#### WORK INSTRUCTIONS
Copy these lines word for word, starting with the line that contains "the hot air" and continuing through the final line.

________________________

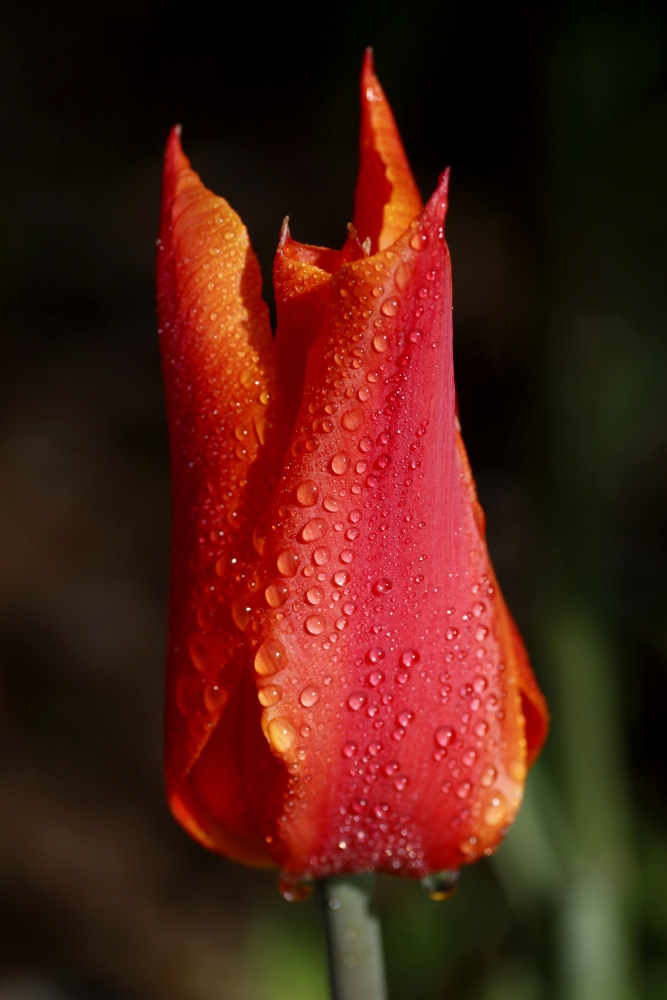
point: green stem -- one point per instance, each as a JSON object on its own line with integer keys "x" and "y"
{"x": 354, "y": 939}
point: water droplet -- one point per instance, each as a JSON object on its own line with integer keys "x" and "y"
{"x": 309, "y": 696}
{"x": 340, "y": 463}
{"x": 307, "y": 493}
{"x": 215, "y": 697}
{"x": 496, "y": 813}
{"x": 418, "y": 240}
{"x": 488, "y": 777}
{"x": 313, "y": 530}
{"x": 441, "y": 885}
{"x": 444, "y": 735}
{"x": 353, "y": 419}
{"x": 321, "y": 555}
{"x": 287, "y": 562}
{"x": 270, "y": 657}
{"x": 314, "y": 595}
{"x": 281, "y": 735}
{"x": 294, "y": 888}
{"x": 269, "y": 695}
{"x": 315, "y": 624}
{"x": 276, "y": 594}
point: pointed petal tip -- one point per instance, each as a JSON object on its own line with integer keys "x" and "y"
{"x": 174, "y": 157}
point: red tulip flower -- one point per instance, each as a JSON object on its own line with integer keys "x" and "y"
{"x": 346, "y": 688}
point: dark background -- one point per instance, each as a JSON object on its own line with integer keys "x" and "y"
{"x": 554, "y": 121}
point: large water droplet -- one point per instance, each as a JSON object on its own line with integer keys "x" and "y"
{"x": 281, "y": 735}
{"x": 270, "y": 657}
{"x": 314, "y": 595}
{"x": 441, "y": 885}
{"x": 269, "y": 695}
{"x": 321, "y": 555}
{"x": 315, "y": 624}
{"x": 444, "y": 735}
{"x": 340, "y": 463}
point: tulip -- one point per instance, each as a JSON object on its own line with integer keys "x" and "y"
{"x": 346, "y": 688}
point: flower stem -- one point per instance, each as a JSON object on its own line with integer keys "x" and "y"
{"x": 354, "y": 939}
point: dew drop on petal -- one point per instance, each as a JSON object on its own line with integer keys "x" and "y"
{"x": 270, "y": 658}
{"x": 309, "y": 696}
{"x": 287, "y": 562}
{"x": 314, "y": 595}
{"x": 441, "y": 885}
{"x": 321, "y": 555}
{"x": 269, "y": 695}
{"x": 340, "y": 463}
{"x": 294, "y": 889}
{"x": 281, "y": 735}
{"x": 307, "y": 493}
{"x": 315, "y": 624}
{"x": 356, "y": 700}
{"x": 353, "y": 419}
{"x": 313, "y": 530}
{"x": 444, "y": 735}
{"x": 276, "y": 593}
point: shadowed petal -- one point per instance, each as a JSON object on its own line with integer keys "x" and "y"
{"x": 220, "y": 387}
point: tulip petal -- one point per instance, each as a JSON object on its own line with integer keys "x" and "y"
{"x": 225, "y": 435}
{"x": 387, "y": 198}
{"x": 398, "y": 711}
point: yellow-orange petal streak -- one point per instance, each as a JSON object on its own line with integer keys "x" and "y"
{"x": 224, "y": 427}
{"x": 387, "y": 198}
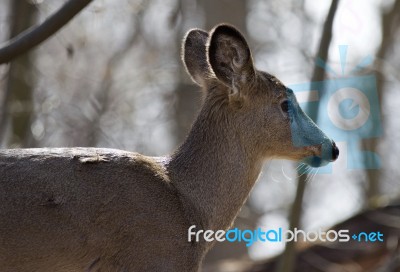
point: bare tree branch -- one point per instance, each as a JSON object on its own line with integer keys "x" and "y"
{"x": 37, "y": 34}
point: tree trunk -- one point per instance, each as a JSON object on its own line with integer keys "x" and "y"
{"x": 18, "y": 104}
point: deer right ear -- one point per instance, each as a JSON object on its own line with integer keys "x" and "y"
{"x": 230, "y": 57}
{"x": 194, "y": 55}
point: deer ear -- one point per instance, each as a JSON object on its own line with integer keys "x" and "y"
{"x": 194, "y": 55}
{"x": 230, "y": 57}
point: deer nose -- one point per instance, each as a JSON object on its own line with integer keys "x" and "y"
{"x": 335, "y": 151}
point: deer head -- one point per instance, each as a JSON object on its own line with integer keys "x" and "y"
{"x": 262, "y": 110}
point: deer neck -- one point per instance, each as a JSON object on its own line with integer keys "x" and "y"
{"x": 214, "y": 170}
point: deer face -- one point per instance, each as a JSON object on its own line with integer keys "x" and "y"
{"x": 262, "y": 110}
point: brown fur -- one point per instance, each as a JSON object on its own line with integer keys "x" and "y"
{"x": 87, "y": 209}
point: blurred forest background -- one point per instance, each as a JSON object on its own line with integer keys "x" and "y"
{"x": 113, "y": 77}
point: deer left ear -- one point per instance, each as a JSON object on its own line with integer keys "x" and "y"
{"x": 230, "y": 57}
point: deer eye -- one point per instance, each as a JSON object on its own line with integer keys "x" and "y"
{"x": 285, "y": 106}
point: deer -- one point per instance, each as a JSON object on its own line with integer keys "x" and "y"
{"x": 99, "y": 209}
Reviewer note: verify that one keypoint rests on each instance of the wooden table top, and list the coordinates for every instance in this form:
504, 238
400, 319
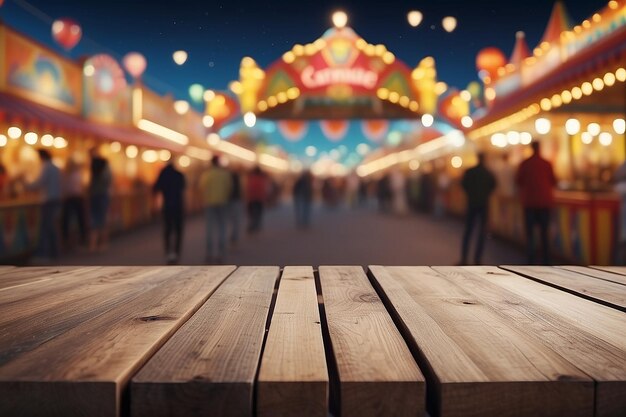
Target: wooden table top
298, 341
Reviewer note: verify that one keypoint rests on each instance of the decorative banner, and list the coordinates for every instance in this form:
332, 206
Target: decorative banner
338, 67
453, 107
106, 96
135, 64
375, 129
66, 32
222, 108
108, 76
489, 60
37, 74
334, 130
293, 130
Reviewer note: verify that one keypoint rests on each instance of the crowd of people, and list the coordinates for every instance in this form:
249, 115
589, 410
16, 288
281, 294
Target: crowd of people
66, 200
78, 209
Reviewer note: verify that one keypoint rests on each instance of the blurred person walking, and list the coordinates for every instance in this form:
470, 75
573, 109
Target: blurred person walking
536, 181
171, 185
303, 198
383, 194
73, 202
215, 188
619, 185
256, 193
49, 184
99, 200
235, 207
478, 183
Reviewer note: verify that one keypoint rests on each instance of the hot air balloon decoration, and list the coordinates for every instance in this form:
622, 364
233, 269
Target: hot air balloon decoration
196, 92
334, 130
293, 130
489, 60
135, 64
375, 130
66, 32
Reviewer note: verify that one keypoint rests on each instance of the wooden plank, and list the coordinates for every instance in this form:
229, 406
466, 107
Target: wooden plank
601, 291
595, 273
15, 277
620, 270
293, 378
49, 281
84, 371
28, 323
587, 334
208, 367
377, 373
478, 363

________________________

#### RESULT
Reviewer note: verify that one keypoint rests on each instance of the hot air balloon decoration, and list the coordinates for every instance in this form:
622, 364
233, 269
Target: hot air balloon decoration
196, 92
334, 130
293, 130
489, 60
135, 64
375, 130
66, 32
Reviewer note: verify that one keypoint rests on each instance of the wooden plank, and list the coordinates for every instance in this form:
229, 406
466, 107
Target: wooden plank
601, 291
595, 273
15, 277
620, 270
293, 378
49, 281
84, 371
28, 323
587, 334
208, 367
377, 373
478, 363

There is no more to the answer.